--- TRY IT ---
From the records below, transcribe only the lines running from the one with "I would be grateful if you could spot the statue lips" through the one with "I would be grateful if you could spot the dark". Keep both of those end lines.

(Referring expression pointing data)
>>>

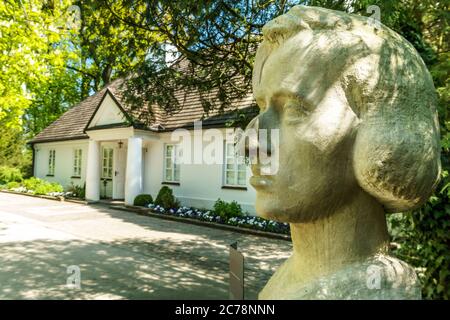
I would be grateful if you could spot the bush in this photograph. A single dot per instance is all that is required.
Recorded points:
(166, 199)
(227, 210)
(47, 187)
(8, 174)
(32, 183)
(12, 185)
(143, 200)
(77, 191)
(421, 238)
(39, 186)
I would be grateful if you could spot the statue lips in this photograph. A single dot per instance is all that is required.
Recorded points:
(259, 181)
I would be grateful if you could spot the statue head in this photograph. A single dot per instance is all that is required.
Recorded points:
(355, 109)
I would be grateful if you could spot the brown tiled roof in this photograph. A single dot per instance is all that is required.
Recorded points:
(72, 123)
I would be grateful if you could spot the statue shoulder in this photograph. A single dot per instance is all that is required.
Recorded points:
(380, 277)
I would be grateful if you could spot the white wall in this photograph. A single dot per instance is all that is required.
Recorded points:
(200, 184)
(64, 158)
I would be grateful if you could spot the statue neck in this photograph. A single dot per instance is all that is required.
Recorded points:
(353, 233)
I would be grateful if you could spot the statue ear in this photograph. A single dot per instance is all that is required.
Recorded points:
(397, 161)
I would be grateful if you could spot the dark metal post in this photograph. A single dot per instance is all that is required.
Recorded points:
(236, 273)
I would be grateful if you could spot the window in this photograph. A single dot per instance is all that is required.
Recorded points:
(107, 163)
(77, 162)
(51, 163)
(235, 169)
(171, 168)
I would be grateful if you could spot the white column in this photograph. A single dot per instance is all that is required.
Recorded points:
(93, 171)
(133, 179)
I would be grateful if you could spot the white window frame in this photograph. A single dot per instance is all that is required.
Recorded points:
(109, 163)
(174, 167)
(51, 162)
(77, 161)
(236, 168)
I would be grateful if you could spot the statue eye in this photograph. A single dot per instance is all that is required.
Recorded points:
(295, 111)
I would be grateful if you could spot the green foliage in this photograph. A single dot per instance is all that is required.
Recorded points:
(422, 239)
(166, 199)
(12, 185)
(227, 210)
(77, 191)
(42, 187)
(143, 200)
(46, 187)
(8, 174)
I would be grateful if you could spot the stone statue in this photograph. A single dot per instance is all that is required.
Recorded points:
(358, 138)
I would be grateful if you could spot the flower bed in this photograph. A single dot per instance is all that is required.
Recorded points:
(250, 222)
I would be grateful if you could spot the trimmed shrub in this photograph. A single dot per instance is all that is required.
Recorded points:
(143, 200)
(32, 183)
(77, 191)
(166, 199)
(227, 210)
(47, 187)
(8, 174)
(42, 187)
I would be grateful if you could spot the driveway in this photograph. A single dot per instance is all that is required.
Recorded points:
(120, 255)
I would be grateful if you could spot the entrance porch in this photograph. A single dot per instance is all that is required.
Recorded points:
(115, 163)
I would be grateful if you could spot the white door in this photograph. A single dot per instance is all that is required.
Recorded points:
(119, 173)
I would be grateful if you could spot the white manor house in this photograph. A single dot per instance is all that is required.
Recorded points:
(118, 152)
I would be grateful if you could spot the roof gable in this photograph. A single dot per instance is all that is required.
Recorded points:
(108, 112)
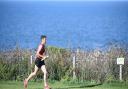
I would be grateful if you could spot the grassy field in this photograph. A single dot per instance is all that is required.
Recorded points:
(59, 85)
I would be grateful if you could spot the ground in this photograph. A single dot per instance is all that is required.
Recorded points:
(60, 85)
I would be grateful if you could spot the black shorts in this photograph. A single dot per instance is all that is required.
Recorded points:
(39, 63)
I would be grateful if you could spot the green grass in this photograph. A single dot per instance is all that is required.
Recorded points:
(60, 85)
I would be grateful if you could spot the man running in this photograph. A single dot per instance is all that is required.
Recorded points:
(39, 63)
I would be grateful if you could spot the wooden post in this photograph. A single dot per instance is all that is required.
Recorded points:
(74, 62)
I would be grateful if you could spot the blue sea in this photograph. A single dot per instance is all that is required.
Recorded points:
(66, 24)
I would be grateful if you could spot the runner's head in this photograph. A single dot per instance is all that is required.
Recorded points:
(43, 39)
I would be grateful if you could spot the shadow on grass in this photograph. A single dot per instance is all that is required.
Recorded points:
(86, 86)
(70, 87)
(82, 86)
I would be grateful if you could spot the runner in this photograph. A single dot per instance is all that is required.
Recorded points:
(39, 63)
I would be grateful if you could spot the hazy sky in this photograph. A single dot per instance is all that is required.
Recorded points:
(63, 0)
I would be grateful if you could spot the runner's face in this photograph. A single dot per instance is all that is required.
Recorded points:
(44, 40)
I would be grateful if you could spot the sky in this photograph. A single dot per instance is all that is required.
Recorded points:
(63, 0)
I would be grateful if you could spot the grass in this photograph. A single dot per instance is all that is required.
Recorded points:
(60, 85)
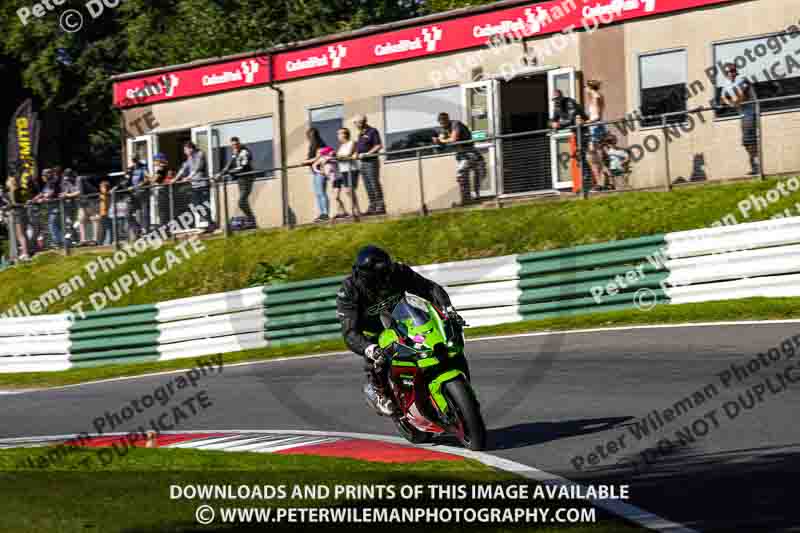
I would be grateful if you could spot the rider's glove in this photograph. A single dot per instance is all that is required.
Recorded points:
(374, 354)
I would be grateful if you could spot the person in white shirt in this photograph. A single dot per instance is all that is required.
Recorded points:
(738, 92)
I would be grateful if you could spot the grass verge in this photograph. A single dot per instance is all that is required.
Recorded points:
(132, 493)
(745, 309)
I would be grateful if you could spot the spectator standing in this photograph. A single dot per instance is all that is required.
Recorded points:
(315, 146)
(49, 195)
(469, 160)
(87, 208)
(595, 107)
(348, 173)
(739, 93)
(327, 165)
(70, 192)
(567, 113)
(239, 167)
(368, 144)
(194, 171)
(617, 157)
(161, 180)
(138, 198)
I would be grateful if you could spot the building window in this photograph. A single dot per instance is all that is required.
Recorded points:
(662, 81)
(256, 134)
(411, 118)
(765, 62)
(328, 120)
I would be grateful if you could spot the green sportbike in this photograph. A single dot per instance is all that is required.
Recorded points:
(428, 374)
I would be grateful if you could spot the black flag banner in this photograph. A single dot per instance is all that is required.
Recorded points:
(23, 144)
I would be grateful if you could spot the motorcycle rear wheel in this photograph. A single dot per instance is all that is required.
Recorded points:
(471, 428)
(410, 433)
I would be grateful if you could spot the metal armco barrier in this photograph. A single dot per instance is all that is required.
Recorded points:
(739, 261)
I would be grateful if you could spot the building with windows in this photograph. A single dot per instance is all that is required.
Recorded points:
(652, 56)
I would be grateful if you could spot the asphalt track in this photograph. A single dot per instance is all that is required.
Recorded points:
(547, 400)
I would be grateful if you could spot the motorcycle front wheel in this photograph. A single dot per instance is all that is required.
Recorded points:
(470, 428)
(410, 433)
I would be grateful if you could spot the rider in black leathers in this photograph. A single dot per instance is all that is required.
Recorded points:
(375, 283)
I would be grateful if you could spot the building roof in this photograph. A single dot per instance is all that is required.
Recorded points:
(368, 30)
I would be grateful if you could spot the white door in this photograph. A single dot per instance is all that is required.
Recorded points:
(201, 137)
(480, 116)
(562, 79)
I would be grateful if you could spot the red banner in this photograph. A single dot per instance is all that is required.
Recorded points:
(192, 81)
(420, 41)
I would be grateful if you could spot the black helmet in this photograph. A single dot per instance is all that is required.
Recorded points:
(373, 267)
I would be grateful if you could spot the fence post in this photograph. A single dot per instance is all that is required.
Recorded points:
(423, 206)
(63, 217)
(114, 228)
(579, 154)
(666, 152)
(759, 140)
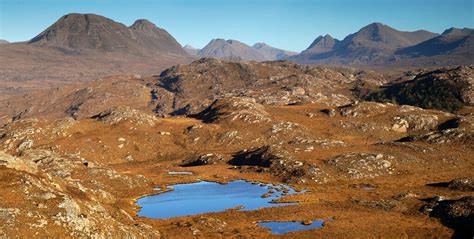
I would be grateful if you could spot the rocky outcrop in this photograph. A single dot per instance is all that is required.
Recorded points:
(458, 130)
(446, 89)
(204, 159)
(362, 165)
(457, 214)
(236, 108)
(195, 86)
(125, 114)
(280, 164)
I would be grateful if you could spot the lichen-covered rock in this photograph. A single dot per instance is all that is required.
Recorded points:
(123, 113)
(457, 214)
(462, 184)
(235, 108)
(363, 165)
(281, 164)
(205, 159)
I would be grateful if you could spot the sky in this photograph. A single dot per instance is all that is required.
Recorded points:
(286, 24)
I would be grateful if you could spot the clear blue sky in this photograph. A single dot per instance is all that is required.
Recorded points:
(288, 24)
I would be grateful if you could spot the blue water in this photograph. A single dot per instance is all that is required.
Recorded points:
(204, 197)
(280, 228)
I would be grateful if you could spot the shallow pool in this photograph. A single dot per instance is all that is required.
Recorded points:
(280, 228)
(204, 197)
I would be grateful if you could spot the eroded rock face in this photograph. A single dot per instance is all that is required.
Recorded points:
(235, 108)
(414, 122)
(197, 85)
(119, 114)
(457, 214)
(458, 130)
(362, 165)
(64, 193)
(205, 159)
(279, 163)
(454, 89)
(462, 184)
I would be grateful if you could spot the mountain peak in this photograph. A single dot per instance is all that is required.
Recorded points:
(81, 32)
(458, 31)
(321, 44)
(230, 49)
(143, 24)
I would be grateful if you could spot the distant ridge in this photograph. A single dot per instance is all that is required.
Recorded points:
(191, 50)
(272, 53)
(379, 44)
(96, 33)
(231, 50)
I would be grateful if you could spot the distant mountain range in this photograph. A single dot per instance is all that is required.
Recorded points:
(236, 50)
(378, 44)
(82, 47)
(80, 32)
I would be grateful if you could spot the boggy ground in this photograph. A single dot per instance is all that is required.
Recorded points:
(364, 173)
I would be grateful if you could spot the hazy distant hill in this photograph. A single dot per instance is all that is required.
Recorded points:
(452, 41)
(375, 43)
(230, 49)
(191, 50)
(272, 53)
(82, 47)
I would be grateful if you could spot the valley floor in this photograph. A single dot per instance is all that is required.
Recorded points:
(82, 177)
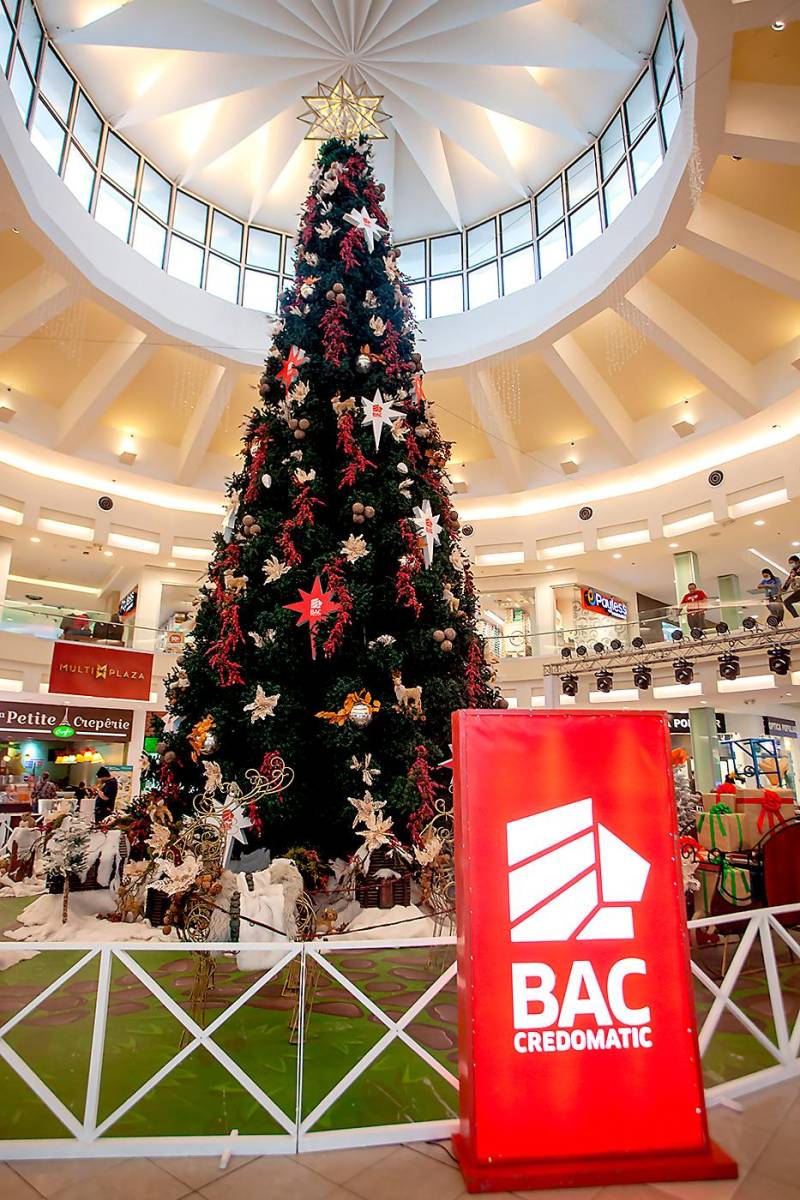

<<<

--- RESULT OF THE EXERCISE ---
I would be grateful if you could spot the statue lips in this photograph. A single dot per instance is all that is required.
Recorded points:
(259, 181)
I would be grateful if you could spot the statue head in this photograph. A single dot per instance is all that is required.
Recorded points:
(355, 109)
I would be grateful if you could spot the brown tiled roof in this photograph. A single dot per instance is all that is required.
Recorded points:
(72, 123)
I would be grateful if you could spot the statue shoulder in this photograph. A single dot per instance is all that is required.
Recorded points:
(380, 277)
I would be grateful if you could spot the white wall in this photograph. A single dot per instance is all that is required.
Recorded points:
(200, 184)
(64, 158)
I would be grateful if you could spot the statue neck in this photograph. A single dot per instance is all that is required.
Recorded points:
(353, 233)
I would be grateful if you could spot the statue ear in this photograph. A single dot per instance is all that is required.
Recorded points:
(397, 161)
I would be grateful if you could spot the dark metal post in this photograph. A single dot per instance is all that is required.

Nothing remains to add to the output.